-- start of Supplied data --

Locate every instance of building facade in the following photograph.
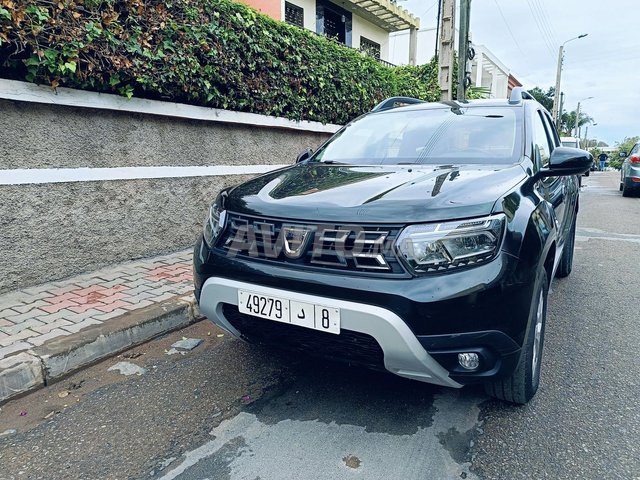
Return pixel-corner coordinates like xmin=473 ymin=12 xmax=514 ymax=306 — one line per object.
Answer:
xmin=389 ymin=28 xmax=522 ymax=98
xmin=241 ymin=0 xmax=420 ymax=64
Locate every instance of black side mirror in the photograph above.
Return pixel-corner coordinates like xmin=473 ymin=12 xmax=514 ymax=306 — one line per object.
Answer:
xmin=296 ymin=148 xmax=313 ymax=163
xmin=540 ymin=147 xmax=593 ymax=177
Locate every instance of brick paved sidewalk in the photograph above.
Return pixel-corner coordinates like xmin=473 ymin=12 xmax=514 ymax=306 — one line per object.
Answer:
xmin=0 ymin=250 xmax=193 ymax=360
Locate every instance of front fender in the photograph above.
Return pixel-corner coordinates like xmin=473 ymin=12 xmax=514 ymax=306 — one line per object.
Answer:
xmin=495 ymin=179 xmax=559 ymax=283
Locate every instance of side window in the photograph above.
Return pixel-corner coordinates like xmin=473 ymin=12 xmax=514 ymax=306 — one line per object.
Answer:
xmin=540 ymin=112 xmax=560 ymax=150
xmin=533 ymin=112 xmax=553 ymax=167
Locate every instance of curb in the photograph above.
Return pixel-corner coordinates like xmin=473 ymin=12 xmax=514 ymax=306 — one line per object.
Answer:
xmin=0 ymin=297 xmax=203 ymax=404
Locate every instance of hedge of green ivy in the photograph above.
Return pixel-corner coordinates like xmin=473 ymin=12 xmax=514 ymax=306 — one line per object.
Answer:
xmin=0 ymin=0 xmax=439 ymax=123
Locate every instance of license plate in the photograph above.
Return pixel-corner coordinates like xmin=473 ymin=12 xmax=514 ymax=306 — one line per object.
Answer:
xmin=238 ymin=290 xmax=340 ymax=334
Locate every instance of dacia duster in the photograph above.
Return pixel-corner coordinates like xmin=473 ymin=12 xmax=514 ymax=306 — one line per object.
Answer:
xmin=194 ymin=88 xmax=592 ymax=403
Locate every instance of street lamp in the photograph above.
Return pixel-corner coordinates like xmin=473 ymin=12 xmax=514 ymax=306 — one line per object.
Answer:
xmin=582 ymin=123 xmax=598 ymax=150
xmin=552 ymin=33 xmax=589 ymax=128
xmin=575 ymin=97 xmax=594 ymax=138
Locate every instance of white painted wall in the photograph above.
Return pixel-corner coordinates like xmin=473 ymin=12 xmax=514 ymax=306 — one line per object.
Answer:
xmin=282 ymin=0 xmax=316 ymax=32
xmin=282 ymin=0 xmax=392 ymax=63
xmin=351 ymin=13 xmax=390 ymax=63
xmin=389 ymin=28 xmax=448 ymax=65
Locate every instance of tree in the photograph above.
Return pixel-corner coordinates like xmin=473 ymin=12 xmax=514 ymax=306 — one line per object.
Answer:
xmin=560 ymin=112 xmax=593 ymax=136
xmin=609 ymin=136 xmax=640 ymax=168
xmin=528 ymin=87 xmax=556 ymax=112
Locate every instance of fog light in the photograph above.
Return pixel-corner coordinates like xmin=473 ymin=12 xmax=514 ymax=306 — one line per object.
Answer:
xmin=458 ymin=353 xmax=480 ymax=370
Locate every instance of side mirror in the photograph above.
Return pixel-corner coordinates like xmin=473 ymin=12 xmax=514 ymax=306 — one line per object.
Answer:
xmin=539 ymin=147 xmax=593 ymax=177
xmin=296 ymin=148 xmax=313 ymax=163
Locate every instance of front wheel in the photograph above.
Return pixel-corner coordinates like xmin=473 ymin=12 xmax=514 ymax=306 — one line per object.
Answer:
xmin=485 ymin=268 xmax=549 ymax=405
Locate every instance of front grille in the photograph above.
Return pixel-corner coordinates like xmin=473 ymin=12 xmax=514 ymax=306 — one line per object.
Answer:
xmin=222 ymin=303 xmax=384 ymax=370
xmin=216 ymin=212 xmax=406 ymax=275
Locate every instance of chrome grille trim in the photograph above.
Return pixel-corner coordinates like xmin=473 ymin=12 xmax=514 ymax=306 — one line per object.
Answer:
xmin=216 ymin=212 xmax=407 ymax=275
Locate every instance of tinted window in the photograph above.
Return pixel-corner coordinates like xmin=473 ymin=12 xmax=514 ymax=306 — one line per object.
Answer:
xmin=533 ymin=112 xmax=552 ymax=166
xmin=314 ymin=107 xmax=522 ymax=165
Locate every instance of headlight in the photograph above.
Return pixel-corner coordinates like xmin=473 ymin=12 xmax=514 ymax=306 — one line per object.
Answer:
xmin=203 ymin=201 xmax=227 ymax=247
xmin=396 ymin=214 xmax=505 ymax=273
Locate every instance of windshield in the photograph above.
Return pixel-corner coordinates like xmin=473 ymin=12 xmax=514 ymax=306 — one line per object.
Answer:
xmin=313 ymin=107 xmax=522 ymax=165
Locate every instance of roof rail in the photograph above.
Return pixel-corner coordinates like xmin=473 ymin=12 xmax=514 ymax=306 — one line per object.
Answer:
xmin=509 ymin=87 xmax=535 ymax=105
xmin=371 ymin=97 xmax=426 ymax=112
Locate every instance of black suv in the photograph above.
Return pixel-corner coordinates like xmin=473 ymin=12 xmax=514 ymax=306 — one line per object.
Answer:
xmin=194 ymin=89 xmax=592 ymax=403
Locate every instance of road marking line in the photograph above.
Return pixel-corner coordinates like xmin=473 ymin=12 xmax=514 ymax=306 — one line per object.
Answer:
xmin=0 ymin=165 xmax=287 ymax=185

-- end of Supplied data --

▶ _What you need to do_:
Rewrite all of the lines above, replacing "photograph" with "image" and leaving everything else unchanged. Omit the pictures from your answer.

▶ _Exercise answer_:
Locate every instance of building facade in the following image.
Return pixel-corner coordinates like xmin=473 ymin=12 xmax=514 ymax=306 — one line per object.
Answer:
xmin=389 ymin=28 xmax=522 ymax=98
xmin=241 ymin=0 xmax=420 ymax=64
Locate every instance of black side mirror in the image above.
Return pixel-corner coordinates like xmin=473 ymin=12 xmax=514 ymax=306 — one line per object.
Answer:
xmin=296 ymin=148 xmax=313 ymax=163
xmin=540 ymin=147 xmax=593 ymax=177
Locate every instance of brick paved sidewalk in the image above.
Return pixel-corner coordinates like xmin=473 ymin=12 xmax=514 ymax=306 — one line per object.
Answer:
xmin=0 ymin=250 xmax=193 ymax=360
Locate every instance of front fender in the image above.
Return pixel-corner coordinates like xmin=473 ymin=12 xmax=514 ymax=306 — one line per object.
Answer:
xmin=495 ymin=179 xmax=559 ymax=283
Locate every instance of side window in the image above.
Return pixel-corner coordinates like xmin=473 ymin=12 xmax=514 ymax=306 — one line per object.
Answer:
xmin=540 ymin=112 xmax=560 ymax=150
xmin=533 ymin=112 xmax=553 ymax=167
Locate every instance of curb in the image above.
Return pixel-corner coordinates like xmin=473 ymin=12 xmax=514 ymax=306 — one line per object.
Answer:
xmin=0 ymin=297 xmax=203 ymax=404
Locate every instance of hedge of green ivy in the image above.
Return pixel-corner coordinates like xmin=473 ymin=12 xmax=514 ymax=306 — one line per object.
Answer:
xmin=0 ymin=0 xmax=439 ymax=123
Locate every instance of license plate in the image above.
Return pixel-corner coordinates like xmin=473 ymin=12 xmax=514 ymax=306 — one line per object.
Answer:
xmin=238 ymin=290 xmax=340 ymax=334
Locate every instance of dacia duster in the image above.
Return pixel-corner coordinates like xmin=473 ymin=12 xmax=514 ymax=306 — one line per object.
Answer:
xmin=194 ymin=88 xmax=592 ymax=403
Locate every instance of street lamp in the image above.
Return pixel-corner coordinates like xmin=473 ymin=12 xmax=514 ymax=306 — one line per object.
Answer:
xmin=582 ymin=123 xmax=598 ymax=150
xmin=552 ymin=33 xmax=589 ymax=128
xmin=575 ymin=97 xmax=594 ymax=138
Locate every instance of white painted wall in the image above.
Return pixel-corner coordinates like xmin=473 ymin=12 xmax=514 ymax=306 — one line per object.
Answer:
xmin=282 ymin=0 xmax=316 ymax=32
xmin=282 ymin=0 xmax=392 ymax=63
xmin=351 ymin=13 xmax=390 ymax=63
xmin=389 ymin=28 xmax=448 ymax=65
Locate every instance of tree in the image above.
Return pixel-corner coordinates like xmin=473 ymin=12 xmax=514 ymax=306 — one line per object.
Answer:
xmin=560 ymin=112 xmax=593 ymax=136
xmin=609 ymin=136 xmax=640 ymax=168
xmin=528 ymin=87 xmax=556 ymax=112
Locate every instance of fog light in the image above.
Return pixel-corner coordinates like xmin=473 ymin=12 xmax=514 ymax=306 — one line per object.
Answer:
xmin=458 ymin=353 xmax=480 ymax=370
Locate every instance of side mirror in the image above.
Return pixel-corner coordinates like xmin=473 ymin=12 xmax=514 ymax=306 — one line per object.
Answer:
xmin=539 ymin=147 xmax=593 ymax=177
xmin=296 ymin=148 xmax=313 ymax=163
Locate every instance of front wheel in the image above.
Return pixel-corner coordinates like xmin=473 ymin=12 xmax=514 ymax=306 — one line per object.
Answer:
xmin=485 ymin=268 xmax=549 ymax=405
Locate every instance of front grille in the image above.
Return pixel-corner coordinates like xmin=473 ymin=12 xmax=514 ymax=306 — one line per object.
Answer:
xmin=222 ymin=303 xmax=384 ymax=370
xmin=216 ymin=212 xmax=406 ymax=275
Locate every instance of chrome grille trim in the image above.
Return pixel-corner coordinates like xmin=473 ymin=12 xmax=514 ymax=306 — one line per object.
Answer:
xmin=216 ymin=212 xmax=407 ymax=275
Locate every instance of tinted window in the image above.
Return pixel-corner coordinates like xmin=473 ymin=12 xmax=514 ymax=306 — one line per object.
Answer:
xmin=533 ymin=112 xmax=552 ymax=166
xmin=314 ymin=107 xmax=522 ymax=165
Locate every instance of headlight in the image above.
Return pixel-corner coordinates like xmin=473 ymin=12 xmax=514 ymax=306 — one line per object.
Answer:
xmin=203 ymin=201 xmax=227 ymax=247
xmin=396 ymin=214 xmax=505 ymax=273
Locate every instance of windshield in the image above.
Return pixel-corner coordinates like xmin=473 ymin=12 xmax=514 ymax=306 — one line per object.
Answer:
xmin=313 ymin=107 xmax=522 ymax=165
Locate every instance of roof rail in the image above.
Return pixel-corner coordinates like xmin=473 ymin=12 xmax=514 ymax=306 — one line per object.
Answer:
xmin=509 ymin=87 xmax=535 ymax=105
xmin=371 ymin=97 xmax=426 ymax=112
Locate every instance of black suv in the image above.
Return pixel-corner coordinates like xmin=473 ymin=12 xmax=514 ymax=306 — one line per object.
Answer:
xmin=194 ymin=89 xmax=592 ymax=403
Locate every instance of road marking line in the image above.
Return pixel-corner coordinates like xmin=473 ymin=12 xmax=514 ymax=306 — one line per object.
Answer:
xmin=0 ymin=165 xmax=287 ymax=185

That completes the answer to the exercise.